Information supplied Start Marker
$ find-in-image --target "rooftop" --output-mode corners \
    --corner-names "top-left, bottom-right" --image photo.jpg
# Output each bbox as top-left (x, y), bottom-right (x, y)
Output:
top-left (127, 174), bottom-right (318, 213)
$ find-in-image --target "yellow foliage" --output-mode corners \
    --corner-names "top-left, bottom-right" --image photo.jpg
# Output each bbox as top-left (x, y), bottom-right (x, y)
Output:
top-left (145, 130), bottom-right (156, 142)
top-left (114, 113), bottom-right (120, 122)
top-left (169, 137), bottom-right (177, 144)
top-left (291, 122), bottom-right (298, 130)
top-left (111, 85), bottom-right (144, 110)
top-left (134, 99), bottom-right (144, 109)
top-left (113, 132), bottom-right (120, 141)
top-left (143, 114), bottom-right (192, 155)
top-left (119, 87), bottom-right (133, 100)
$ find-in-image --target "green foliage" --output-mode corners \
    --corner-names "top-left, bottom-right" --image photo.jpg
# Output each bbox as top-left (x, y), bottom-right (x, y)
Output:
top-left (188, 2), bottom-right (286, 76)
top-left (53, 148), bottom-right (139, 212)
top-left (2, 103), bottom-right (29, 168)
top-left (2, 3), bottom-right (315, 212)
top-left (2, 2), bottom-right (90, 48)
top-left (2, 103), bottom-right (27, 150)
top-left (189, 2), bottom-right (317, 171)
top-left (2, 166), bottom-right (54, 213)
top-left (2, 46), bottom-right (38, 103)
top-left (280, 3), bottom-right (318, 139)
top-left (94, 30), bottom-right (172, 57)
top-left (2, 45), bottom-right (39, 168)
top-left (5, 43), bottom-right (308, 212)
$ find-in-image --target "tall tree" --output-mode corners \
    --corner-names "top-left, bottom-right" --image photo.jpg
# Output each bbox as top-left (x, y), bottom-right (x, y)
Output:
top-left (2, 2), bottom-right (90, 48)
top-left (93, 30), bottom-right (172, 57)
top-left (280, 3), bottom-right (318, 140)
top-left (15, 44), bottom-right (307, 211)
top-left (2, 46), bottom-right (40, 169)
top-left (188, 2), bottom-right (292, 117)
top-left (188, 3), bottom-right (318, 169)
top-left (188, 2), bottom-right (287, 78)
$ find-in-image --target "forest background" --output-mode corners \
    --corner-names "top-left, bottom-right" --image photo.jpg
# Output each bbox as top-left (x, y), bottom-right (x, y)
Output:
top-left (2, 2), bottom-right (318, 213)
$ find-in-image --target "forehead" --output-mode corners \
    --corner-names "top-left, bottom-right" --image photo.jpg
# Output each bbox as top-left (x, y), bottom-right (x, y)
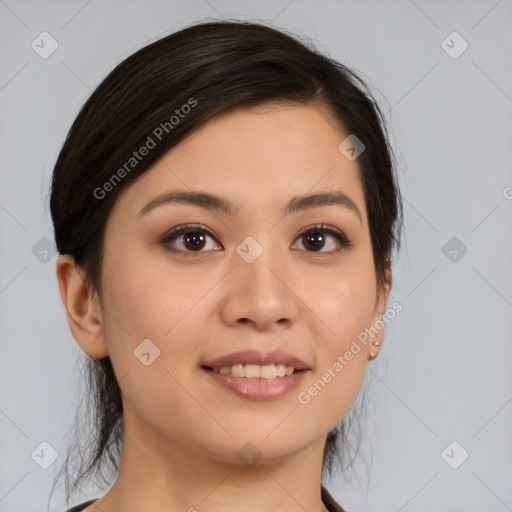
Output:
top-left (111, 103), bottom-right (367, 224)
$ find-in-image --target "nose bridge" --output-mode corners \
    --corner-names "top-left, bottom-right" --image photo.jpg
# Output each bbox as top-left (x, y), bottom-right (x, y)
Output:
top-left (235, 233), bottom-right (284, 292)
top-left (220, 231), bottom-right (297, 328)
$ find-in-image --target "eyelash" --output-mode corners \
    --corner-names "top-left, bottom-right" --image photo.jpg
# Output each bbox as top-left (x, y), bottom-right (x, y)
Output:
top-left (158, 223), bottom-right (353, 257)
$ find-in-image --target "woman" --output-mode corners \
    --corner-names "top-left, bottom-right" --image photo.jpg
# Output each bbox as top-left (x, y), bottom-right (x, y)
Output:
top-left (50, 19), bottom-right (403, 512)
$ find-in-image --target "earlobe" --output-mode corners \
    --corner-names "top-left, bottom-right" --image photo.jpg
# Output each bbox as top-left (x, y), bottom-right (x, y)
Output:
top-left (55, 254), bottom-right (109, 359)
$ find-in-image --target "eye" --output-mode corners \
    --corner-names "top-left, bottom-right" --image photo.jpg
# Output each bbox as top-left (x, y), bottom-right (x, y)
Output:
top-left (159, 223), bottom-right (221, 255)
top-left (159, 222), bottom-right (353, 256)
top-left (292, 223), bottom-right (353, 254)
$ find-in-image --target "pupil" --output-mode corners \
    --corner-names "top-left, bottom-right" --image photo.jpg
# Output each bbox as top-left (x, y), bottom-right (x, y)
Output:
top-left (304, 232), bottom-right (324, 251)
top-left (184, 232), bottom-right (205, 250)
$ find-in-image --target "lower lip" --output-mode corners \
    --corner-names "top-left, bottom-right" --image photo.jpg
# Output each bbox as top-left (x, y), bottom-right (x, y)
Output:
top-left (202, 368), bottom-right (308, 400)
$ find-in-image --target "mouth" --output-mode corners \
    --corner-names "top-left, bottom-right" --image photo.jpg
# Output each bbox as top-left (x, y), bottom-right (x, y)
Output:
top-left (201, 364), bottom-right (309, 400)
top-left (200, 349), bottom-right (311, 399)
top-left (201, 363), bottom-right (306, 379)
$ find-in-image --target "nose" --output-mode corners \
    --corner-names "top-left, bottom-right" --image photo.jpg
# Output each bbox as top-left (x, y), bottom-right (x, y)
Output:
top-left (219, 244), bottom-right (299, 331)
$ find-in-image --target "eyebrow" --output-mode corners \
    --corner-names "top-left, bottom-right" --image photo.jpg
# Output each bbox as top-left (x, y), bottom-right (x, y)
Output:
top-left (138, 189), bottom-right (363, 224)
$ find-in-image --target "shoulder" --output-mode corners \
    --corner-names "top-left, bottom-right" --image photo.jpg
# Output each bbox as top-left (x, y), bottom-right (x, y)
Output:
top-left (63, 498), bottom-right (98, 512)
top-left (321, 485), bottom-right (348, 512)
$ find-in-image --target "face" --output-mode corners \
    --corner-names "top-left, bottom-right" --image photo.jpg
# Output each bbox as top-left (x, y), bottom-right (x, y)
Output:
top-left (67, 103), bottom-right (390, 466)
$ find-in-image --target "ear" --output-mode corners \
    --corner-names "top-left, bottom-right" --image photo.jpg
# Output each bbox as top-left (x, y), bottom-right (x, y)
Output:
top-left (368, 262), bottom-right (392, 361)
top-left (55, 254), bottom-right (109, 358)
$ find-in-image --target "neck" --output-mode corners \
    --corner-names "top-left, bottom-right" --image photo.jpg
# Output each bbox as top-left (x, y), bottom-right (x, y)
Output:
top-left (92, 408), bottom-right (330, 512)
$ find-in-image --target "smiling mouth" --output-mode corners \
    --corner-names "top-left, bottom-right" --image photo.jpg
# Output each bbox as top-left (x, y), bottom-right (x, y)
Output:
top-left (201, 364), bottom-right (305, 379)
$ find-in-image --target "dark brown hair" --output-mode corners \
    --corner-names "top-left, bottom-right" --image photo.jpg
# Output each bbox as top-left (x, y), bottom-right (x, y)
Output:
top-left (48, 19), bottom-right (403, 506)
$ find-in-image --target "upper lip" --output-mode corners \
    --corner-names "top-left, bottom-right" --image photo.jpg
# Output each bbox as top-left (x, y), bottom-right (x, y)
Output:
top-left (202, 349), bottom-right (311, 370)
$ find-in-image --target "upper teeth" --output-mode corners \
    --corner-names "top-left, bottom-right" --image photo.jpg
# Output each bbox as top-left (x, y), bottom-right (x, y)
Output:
Information supplied End Marker
What is needed → Every line above should be output exactly, except for the pictures.

Output →
$ find-in-image --target "rooftop" --output-mode corners \
    --corner-names "top-left, bottom-right" --image photo.jpg
# Output each bbox as top-left (x, y), bottom-right (x, y)
Output:
top-left (127, 174), bottom-right (318, 213)
$ find-in-image --target "yellow foliage" --output-mode corners \
    --corner-names "top-left, bottom-right" --image photo.jpg
# Output each bbox as top-left (x, y), bottom-right (x, y)
Output:
top-left (145, 130), bottom-right (156, 142)
top-left (114, 113), bottom-right (120, 122)
top-left (169, 137), bottom-right (177, 144)
top-left (291, 122), bottom-right (298, 130)
top-left (111, 85), bottom-right (144, 110)
top-left (134, 99), bottom-right (144, 109)
top-left (113, 132), bottom-right (120, 141)
top-left (143, 114), bottom-right (192, 155)
top-left (119, 87), bottom-right (133, 100)
$ find-in-image --target "green foliage" --output-mode corners \
    --corner-names "top-left, bottom-right" --image photo.jpg
# Output each bbox as top-left (x, y), bottom-right (x, y)
Output:
top-left (188, 2), bottom-right (286, 76)
top-left (53, 148), bottom-right (139, 212)
top-left (2, 103), bottom-right (29, 168)
top-left (2, 3), bottom-right (315, 212)
top-left (2, 2), bottom-right (90, 48)
top-left (2, 103), bottom-right (27, 150)
top-left (189, 2), bottom-right (317, 171)
top-left (2, 166), bottom-right (54, 213)
top-left (2, 46), bottom-right (38, 103)
top-left (280, 3), bottom-right (318, 139)
top-left (94, 30), bottom-right (172, 57)
top-left (2, 45), bottom-right (39, 168)
top-left (5, 43), bottom-right (308, 212)
$ find-in-image --target "tall tree" --output-mode corners \
    --corner-names "top-left, bottom-right" --image photo.jpg
# Output each bbox as top-left (x, y), bottom-right (x, y)
Output:
top-left (2, 2), bottom-right (90, 48)
top-left (93, 30), bottom-right (172, 57)
top-left (280, 3), bottom-right (318, 140)
top-left (15, 44), bottom-right (307, 211)
top-left (2, 46), bottom-right (40, 169)
top-left (188, 2), bottom-right (292, 117)
top-left (188, 3), bottom-right (318, 169)
top-left (188, 2), bottom-right (287, 78)
$ find-in-image --target "forest background" --output-mode corners \
    --corner-names "top-left, bottom-right" --image photo.jpg
# Output each bbox as top-left (x, y), bottom-right (x, y)
Output:
top-left (2, 2), bottom-right (318, 213)
$ find-in-image --target "forehead" --output-mode corners \
    --corner-names "top-left, bottom-right" --image photo.jpg
# Output each bbox as top-left (x, y), bottom-right (x, y)
Output:
top-left (111, 103), bottom-right (367, 224)
$ find-in-image --target "nose bridge" --output-mode corners \
    --corner-names "top-left, bottom-right" --image photo.jpg
# Output each bbox as top-left (x, y), bottom-right (x, y)
Output:
top-left (235, 233), bottom-right (284, 292)
top-left (220, 231), bottom-right (297, 328)
$ find-in-image --target "eyelash" --output-mode corners \
    --corner-names "top-left, bottom-right" --image photo.jpg
# Output each bbox as top-left (x, y), bottom-right (x, y)
Output:
top-left (158, 223), bottom-right (353, 257)
$ find-in-image --target "woman" --output-mode corners \
    --corner-names "top-left, bottom-right" --image photo.jpg
# Output each bbox as top-left (x, y), bottom-right (x, y)
Output:
top-left (50, 19), bottom-right (403, 512)
$ find-in-image --target "earlobe" --output-mode corners \
    --corner-names "top-left, bottom-right" --image photo.jpg
# Output each bbox as top-left (x, y), bottom-right (x, y)
Output:
top-left (55, 254), bottom-right (109, 359)
$ find-in-image --target "eye" --output-mode corners \
    --corner-names "top-left, bottom-right" --image photo.jpg
# Output each bbox as top-left (x, y), bottom-right (x, y)
Output:
top-left (159, 223), bottom-right (221, 255)
top-left (159, 222), bottom-right (353, 256)
top-left (292, 223), bottom-right (353, 254)
$ find-in-image --target "pupil" --output-mode corners \
    --corner-names "top-left, bottom-right" --image photo.jpg
# Output each bbox as top-left (x, y), bottom-right (x, y)
Output:
top-left (304, 232), bottom-right (324, 251)
top-left (184, 232), bottom-right (205, 250)
$ find-in-image --target "lower lip" --output-mode corners \
    --corner-names "top-left, bottom-right" --image photo.jpg
# Output each bbox as top-left (x, y), bottom-right (x, y)
Output:
top-left (202, 368), bottom-right (308, 400)
$ find-in-image --target "mouth" --output-mode corners \
    --corner-names "top-left, bottom-right" --image photo.jpg
# Output each bbox as top-left (x, y), bottom-right (x, y)
Output:
top-left (201, 364), bottom-right (309, 400)
top-left (200, 349), bottom-right (311, 399)
top-left (201, 363), bottom-right (306, 379)
$ find-in-image --target "nose" --output-mode corners \
    --corner-names "top-left, bottom-right" --image photo.jpg
# Output each bbox as top-left (x, y), bottom-right (x, y)
Output:
top-left (219, 244), bottom-right (299, 331)
$ find-in-image --target "eyebrow" --output-mode corners \
    --corner-names "top-left, bottom-right" --image photo.jpg
# Output each bbox as top-left (x, y), bottom-right (x, y)
Output:
top-left (138, 189), bottom-right (363, 224)
$ find-in-image --target "shoulder" --output-mode corners \
    --corner-names "top-left, bottom-right" --image photo.jpg
# Output each bbox as top-left (x, y), bottom-right (x, y)
Output:
top-left (63, 498), bottom-right (98, 512)
top-left (321, 485), bottom-right (348, 512)
$ find-in-image --target "face" --output-mode corners \
    --corner-names "top-left, bottom-right" --image photo.jpg
# Output each bbox as top-left (x, y), bottom-right (x, y)
Output:
top-left (67, 103), bottom-right (390, 466)
$ find-in-image --target "ear" --output-mode corners \
    --corner-names "top-left, bottom-right" --image photo.jpg
# Output each bbox as top-left (x, y), bottom-right (x, y)
Output:
top-left (368, 262), bottom-right (392, 361)
top-left (55, 254), bottom-right (109, 358)
$ find-in-image --target "neck" --output-mode corners \
    --corner-names "top-left, bottom-right" --image photo.jpg
# Output each bbox as top-left (x, y), bottom-right (x, y)
Output:
top-left (92, 408), bottom-right (330, 512)
$ find-in-image --target "smiling mouth" --output-mode corners \
    --corner-names "top-left, bottom-right" --image photo.jpg
# Output each bbox as top-left (x, y), bottom-right (x, y)
Output:
top-left (201, 364), bottom-right (305, 379)
$ find-in-image --target "dark brown hair" --output-mode corners \
    --corner-names "top-left, bottom-right" --image photo.jpg
# Output each bbox as top-left (x, y), bottom-right (x, y)
Output:
top-left (48, 19), bottom-right (403, 506)
$ find-in-image --target "upper lip" --output-mode corners \
    --corner-names "top-left, bottom-right" --image photo.jpg
# Output each bbox as top-left (x, y), bottom-right (x, y)
Output:
top-left (202, 349), bottom-right (311, 370)
$ find-in-image --target "upper teeth" --output-mode corners \
    --corner-names "top-left, bottom-right" --image photo.jpg
# Output each bbox as top-left (x, y), bottom-right (x, y)
Output:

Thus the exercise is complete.